Your goal -
Reproduce every entry exactly.

Materials provided -
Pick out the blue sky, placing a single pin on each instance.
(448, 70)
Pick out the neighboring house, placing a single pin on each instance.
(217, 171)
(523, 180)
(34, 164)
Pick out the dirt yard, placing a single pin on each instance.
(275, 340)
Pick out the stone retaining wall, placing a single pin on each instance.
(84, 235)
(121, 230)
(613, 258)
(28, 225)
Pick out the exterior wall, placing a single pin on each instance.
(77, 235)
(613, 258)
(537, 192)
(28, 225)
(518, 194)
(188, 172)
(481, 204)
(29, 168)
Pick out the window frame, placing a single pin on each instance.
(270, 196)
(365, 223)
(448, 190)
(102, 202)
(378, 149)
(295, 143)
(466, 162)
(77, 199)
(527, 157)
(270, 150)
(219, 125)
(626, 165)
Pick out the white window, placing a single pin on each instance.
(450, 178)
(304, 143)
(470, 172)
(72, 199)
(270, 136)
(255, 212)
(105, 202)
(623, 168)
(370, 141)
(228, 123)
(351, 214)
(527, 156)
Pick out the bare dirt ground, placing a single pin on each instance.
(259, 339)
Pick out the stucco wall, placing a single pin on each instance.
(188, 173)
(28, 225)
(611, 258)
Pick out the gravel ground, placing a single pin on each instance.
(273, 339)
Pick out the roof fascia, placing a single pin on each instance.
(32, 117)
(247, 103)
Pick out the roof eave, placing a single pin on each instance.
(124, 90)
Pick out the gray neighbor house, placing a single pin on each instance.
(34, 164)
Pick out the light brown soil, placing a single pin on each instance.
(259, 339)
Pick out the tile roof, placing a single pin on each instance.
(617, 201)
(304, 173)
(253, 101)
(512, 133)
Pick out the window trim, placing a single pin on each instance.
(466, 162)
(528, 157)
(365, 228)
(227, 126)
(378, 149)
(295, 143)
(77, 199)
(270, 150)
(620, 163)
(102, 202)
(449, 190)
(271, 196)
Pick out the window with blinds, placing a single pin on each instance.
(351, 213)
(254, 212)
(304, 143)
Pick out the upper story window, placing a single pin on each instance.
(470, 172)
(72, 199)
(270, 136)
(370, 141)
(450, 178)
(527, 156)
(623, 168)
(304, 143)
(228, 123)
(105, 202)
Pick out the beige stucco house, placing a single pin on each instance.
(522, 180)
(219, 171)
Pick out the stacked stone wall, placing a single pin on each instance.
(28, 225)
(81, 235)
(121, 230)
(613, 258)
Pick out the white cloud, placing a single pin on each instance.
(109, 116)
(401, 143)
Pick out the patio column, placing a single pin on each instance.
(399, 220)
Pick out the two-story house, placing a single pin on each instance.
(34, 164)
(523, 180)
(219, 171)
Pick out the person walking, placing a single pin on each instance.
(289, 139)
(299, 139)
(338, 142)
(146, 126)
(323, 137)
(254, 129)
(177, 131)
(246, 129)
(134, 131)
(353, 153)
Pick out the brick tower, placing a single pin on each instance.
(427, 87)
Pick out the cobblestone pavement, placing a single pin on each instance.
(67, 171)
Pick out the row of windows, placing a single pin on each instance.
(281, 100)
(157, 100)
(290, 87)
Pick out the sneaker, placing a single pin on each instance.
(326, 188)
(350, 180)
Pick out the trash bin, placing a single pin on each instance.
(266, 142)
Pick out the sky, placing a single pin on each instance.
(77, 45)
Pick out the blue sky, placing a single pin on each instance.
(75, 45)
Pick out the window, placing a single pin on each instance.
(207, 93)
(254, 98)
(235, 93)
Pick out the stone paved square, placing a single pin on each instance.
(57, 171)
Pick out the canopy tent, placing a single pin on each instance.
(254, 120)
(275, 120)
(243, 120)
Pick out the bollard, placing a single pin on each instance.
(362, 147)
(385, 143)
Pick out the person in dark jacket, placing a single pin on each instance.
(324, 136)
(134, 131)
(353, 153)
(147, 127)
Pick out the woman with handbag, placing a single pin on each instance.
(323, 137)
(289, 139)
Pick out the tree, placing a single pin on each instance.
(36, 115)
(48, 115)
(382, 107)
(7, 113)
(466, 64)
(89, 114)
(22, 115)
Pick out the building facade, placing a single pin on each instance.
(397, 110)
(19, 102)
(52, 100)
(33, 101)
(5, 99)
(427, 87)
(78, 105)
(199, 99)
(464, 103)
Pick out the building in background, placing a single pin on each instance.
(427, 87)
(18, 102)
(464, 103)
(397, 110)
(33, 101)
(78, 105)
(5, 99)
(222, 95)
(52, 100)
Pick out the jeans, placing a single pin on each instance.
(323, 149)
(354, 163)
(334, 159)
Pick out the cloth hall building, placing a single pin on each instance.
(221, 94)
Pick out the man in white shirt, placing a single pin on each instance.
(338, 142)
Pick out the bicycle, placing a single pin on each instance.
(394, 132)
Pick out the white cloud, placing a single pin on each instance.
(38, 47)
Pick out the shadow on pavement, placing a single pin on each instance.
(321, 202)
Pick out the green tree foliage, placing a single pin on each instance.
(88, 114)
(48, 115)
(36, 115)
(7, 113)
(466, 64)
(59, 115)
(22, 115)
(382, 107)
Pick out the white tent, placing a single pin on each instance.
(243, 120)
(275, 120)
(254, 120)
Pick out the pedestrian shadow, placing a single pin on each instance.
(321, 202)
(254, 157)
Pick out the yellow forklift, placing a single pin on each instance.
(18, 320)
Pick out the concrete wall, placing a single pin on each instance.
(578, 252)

Correct response -
Pick out the blue sky, placing a single pin on each instance.
(448, 70)
Pick out the neighboring house, placing a single pin on each instance.
(217, 171)
(523, 180)
(34, 164)
Pick out the dirt yard, placing a single pin on each instance.
(275, 340)
Pick out the stone retaining wall, placing a single pin on each instance.
(84, 235)
(121, 230)
(613, 258)
(28, 225)
Pick out the exterior wall, placing a single pin on each instance.
(77, 235)
(613, 258)
(537, 192)
(28, 225)
(518, 194)
(188, 172)
(481, 204)
(29, 168)
Pick out the window frame, placing a single pin on each instance.
(270, 196)
(365, 223)
(448, 190)
(102, 202)
(378, 149)
(295, 143)
(466, 162)
(77, 199)
(527, 157)
(270, 150)
(219, 125)
(626, 165)
Pick out the white window, placing a single pin on each instance.
(450, 178)
(304, 143)
(470, 172)
(72, 199)
(270, 136)
(255, 212)
(105, 202)
(623, 168)
(370, 141)
(228, 123)
(351, 214)
(527, 156)
Pick out the bare dirt ground, placing a single pin on each instance.
(259, 339)
Pick out the stucco wall, placing a single pin on each instance.
(188, 173)
(28, 225)
(611, 258)
Pick out the gravel ground, placing a single pin on each instance.
(273, 339)
Pick out the roof fascia, placing a single pin on each instance.
(32, 117)
(247, 103)
Pick out the roof eave, placing a single pin on each instance.
(124, 90)
Pick out the gray neighbor house, placing a single pin on each instance.
(34, 164)
Pick out the light brown soil, placing a single pin on each instance.
(259, 339)
Pick out the tile roof, placing a single pin on each instance.
(617, 201)
(304, 173)
(253, 101)
(512, 133)
Pick out the window trim, placing a single pin on each instance.
(466, 162)
(528, 157)
(365, 228)
(227, 126)
(378, 149)
(295, 143)
(77, 199)
(270, 150)
(620, 163)
(102, 202)
(449, 190)
(271, 196)
Pick out the window with blinds, placing a single pin on each instance.
(351, 213)
(254, 212)
(304, 143)
Pick out the upper story window, placing a single pin on each instance.
(470, 172)
(72, 199)
(270, 136)
(370, 141)
(450, 178)
(527, 156)
(623, 168)
(304, 143)
(228, 123)
(105, 202)
Pick out the beige stucco house, placing a single pin on each instance.
(522, 180)
(219, 171)
Pick out the stacked stone wall, placing a single pin on each instance.
(28, 225)
(81, 235)
(121, 230)
(613, 258)
Pick out the white cloud, placing a single pin on each instance.
(109, 116)
(401, 143)
Pick out the patio column, placing a single pin on each instance.
(399, 220)
Pick out the two-story house, placing a single pin on each instance.
(34, 164)
(523, 180)
(219, 171)
Pick out the person walking, placing a single pin on each instance.
(289, 139)
(299, 139)
(338, 142)
(146, 126)
(323, 137)
(254, 129)
(177, 131)
(246, 129)
(134, 131)
(353, 153)
Pick out the brick tower, placing a single pin on each instance.
(427, 87)
Pick out the cobblestone pavement, placing a single pin on each instance.
(67, 171)
Pick out the row of windows, placing a single pin on each instance.
(281, 100)
(157, 100)
(290, 87)
Pick out the sneaker, placing a single pin on each instance.
(326, 188)
(350, 180)
Pick out the trash bin, placing a single pin on each instance.
(266, 142)
Pick out the sky, placing a single pin on each instance.
(77, 45)
Pick out the blue sky, placing a single pin on each instance.
(75, 45)
Pick out the window, placing a single pin on each instance.
(207, 93)
(254, 98)
(235, 93)
Pick out the stone paved square, placing a single pin on each instance.
(57, 171)
Pick out the canopy tent, placing a single pin on each instance.
(254, 120)
(275, 120)
(243, 120)
Pick out the bollard, placing a single pin on each instance.
(362, 147)
(385, 143)
Pick out the person in dark jacket, placing a single pin on each instance.
(324, 136)
(134, 131)
(353, 153)
(147, 127)
Pick out the woman with handbag, placing a single pin on each instance.
(323, 137)
(289, 139)
Pick out the tree, placing a single pin on each instance.
(36, 115)
(48, 115)
(382, 107)
(7, 113)
(466, 64)
(89, 114)
(22, 115)
Pick out the building facade, placing a single pin on each instance.
(397, 110)
(19, 102)
(52, 100)
(33, 101)
(5, 99)
(427, 87)
(78, 105)
(199, 99)
(464, 103)
Pick out the building in background, placing a single pin on each instance.
(427, 87)
(18, 102)
(464, 103)
(397, 110)
(33, 101)
(78, 105)
(5, 99)
(222, 95)
(52, 100)
Pick out the jeans, placing a single pin on each instance.
(323, 149)
(354, 163)
(334, 159)
Pick out the cloth hall building, placing a single pin on each instance.
(221, 94)
Pick out the man in white shirt, placing a single pin on each instance.
(338, 142)
Pick out the bicycle, placing a single pin on each instance.
(394, 132)
Pick out the white cloud, placing a single pin on each instance.
(38, 47)
Pick out the shadow on pavement, placing a single pin on each instance.
(321, 202)
Pick out the green tree foliage, placing a single pin on each instance.
(88, 114)
(48, 115)
(36, 115)
(7, 113)
(466, 64)
(59, 115)
(22, 115)
(382, 107)
Pick out the white tent, placing a single pin on each instance.
(243, 120)
(275, 120)
(254, 120)
Pick out the pedestrian shadow, placing a single pin on each instance.
(321, 202)
(254, 157)
Pick out the yellow forklift, placing a single pin on each instance.
(18, 320)
Pick out the concrete wall, placing a single pin on each instance.
(578, 252)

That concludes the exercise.